- [Problema a resolver] Dê continuidade ao texto sobre a união da Encarnação e a graça, começando logo depois da última frase apresentada.

- [Trecho fornecido]

------------------------------------------------------------------------

O décimo discute se assim. — Parece que a união da Encarnação não se fez pela graça.

1. — Pois, a graça é um acidente, como se demonstrou na Segunda Parte. Ora, a união da natureza humana com a divina não é uma união acidental, como se demonstrou. Logo, parece que a união da Encarnação não se fez pela graça.

2. Demais. — O sujeito da graça é a alma. Ora, como diz o Apóstolo, em Cristo habita toda a plenitude da divindade corporalmente. Logo, parece que essa união não se fez pela graça.

3. Demais. — Todo santo está unido a Deus pela graça. Se, pois, a união da Encarnação se fez pela graça, parece que Cristo não é chamado Deus, diferentemente dos outros varões santos.

Mas, em contrário, diz Agostinho: Todo o homem se torna Cristão desde o início da sua fé, por aquela graça pela qual esse homem desde o princípio fez-se Cristo. Ora, este homem se fez Cristo pela união com a natureza divina. Logo, tal união se realizou pela graça.

SOLUÇÃO. — Como dissemos na Segunda Parte, a graça pode ser considerada a dupla luz: A uma, é a vontade mesma de Deus, que faz um dom gratuito; a outra, é esse dom gratuito mesmo de Deus. Ora, a natureza humana precisa da gratuita vontade de Deus para elevar-se até ele, pois, tal lhe sobrepuja a faculdade da natureza. Ora, a natureza humana se eleva a Deus de dois modos: pela operação, pela qual os santos conhecem e amam a Deus; e pelo ser pessoal, modo que é o singular, de Cristo, em quem a natureza humana foi assumida para que fosse da pessoa do Filho de Deus. Ora, é manifesto que para a perfeição de uma operação, é necessário seja a potência aperfeiçoada pelo hábito; mas, que a natureza tenha o ser no seu suposto, isso não se realiza mediante nenhum hábito.

------------------------------------------------------------------------

- [Extrato de dados]
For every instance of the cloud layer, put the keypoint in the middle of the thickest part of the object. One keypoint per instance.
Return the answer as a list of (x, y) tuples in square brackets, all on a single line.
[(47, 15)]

------------------------------------------------------------------------

- [Exercício resolvido]
Donde devemos concluir, que se consideramos como graça a vontade mesma de Deus, que faz um dom gratuito, ou que tem alguém como grato ou aceito, nesse caso a união da Encarnação se fez pela graça, assim como a união dos santos com Deus, pelo conhecimento e pelo amor. Mas, se considerarmos como graça o dom mesmo gratuito de Deus, assim, o mesmo ser a natureza humana unida à pessoa divina pode-se considerar uma determinada graça, por tal não se ter dado em virtude de nenhuns méritos precedentes; mas não como existindo alguma graça habitual, mediante a qual tal união se tenha feito.

DONDE A RESPOSTA À PRIMEIRA OBJEÇÃO. — A graça acidental é uma certa semelhança da divindade participada no homem. Ora, pela Encarnação não se diz que a natureza humana participa de qualquer semelhança da natureza divina, mas que está unida à natureza divina mesma, na pessoa do Filho. Ora, uma realidade em si mesma é superior à sua semelhança participada.

RESPOSTA À SEGUNDA. — A graça habitual só existe na alma; mas a graça, isto é, o dom gratuito de Deus, que produz a união com a pessoa divina, pertence a toda a natureza humana, composta de alma e corpo. E deste modo dizemos que a plenitude da divindade habitou corporalmente em Cristo, porque a natureza divina se uniu não só à alma mas também ao corpo. Embora também se possa dizer que quando se afirma que habitou em Cristo corporalmente, isto é, não como sombra, como habitou nos sacramentos da lei antiga, dos quais no mesmo lugar acrescenta o Apóstolo, que são como sombra das coisas vindouras, mas o corpo é Cristo, enquanto que o corpo se opõe à sombra. E também certos ensinam, que quando se diz ter habitado corporalmente a divindade em Cristo, isso o foi de três modos, como o corpo tem três dimensões. Primeiro, pela essência, pela presença e pelo poder, como nas outras criaturas; segundo, pela graça santificante, como nos santos; terceiro, pela união pessoal, que é a própria de Cristo.

Donde se deduz clara a RESPOSTA À TERCEIRA OBJEÇÃO. — isto é, porque a união da Encarnação não se fez pela só graça habitual, como nos outros santos que estão unidos a Deus; mas, pela subsistência ou pessoa.